--- Problem ---
Copy every line of the items below word for word, keeping all text and numbers unchanged.

>> Start Provided information

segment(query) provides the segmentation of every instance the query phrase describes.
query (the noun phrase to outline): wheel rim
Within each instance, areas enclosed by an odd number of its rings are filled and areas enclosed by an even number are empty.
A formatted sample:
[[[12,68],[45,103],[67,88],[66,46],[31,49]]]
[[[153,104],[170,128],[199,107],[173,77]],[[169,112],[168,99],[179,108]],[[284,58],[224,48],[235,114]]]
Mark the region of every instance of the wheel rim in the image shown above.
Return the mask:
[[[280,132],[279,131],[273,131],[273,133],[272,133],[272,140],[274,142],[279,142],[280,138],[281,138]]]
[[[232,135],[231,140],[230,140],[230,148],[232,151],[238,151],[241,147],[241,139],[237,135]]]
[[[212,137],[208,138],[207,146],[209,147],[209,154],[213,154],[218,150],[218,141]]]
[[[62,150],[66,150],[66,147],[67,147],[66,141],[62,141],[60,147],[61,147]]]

>> End Provided information

--- Reply ---
segment(query) provides the segmentation of every instance the query phrase describes.
query (the noun phrase to outline): wheel rim
Within each instance, areas enclosed by an odd number of its rings are filled and areas enclosed by an even number are empty.
A formatted sample:
[[[12,68],[45,103],[67,88],[66,46],[31,49]]]
[[[153,104],[170,128],[199,107],[173,77]],[[169,112],[168,99],[179,108]],[[284,58],[224,48],[235,114]]]
Mark the region of every instance of the wheel rim in the image shown above.
Return the mask:
[[[280,132],[279,131],[273,131],[273,133],[272,133],[272,140],[274,142],[279,142],[280,138],[281,138]]]
[[[232,135],[231,140],[230,140],[230,148],[232,151],[238,151],[241,147],[241,139],[237,135]]]
[[[212,137],[208,138],[207,146],[209,147],[209,154],[213,154],[218,150],[218,141]]]
[[[62,150],[66,150],[66,147],[67,147],[66,141],[62,141],[60,147],[61,147]]]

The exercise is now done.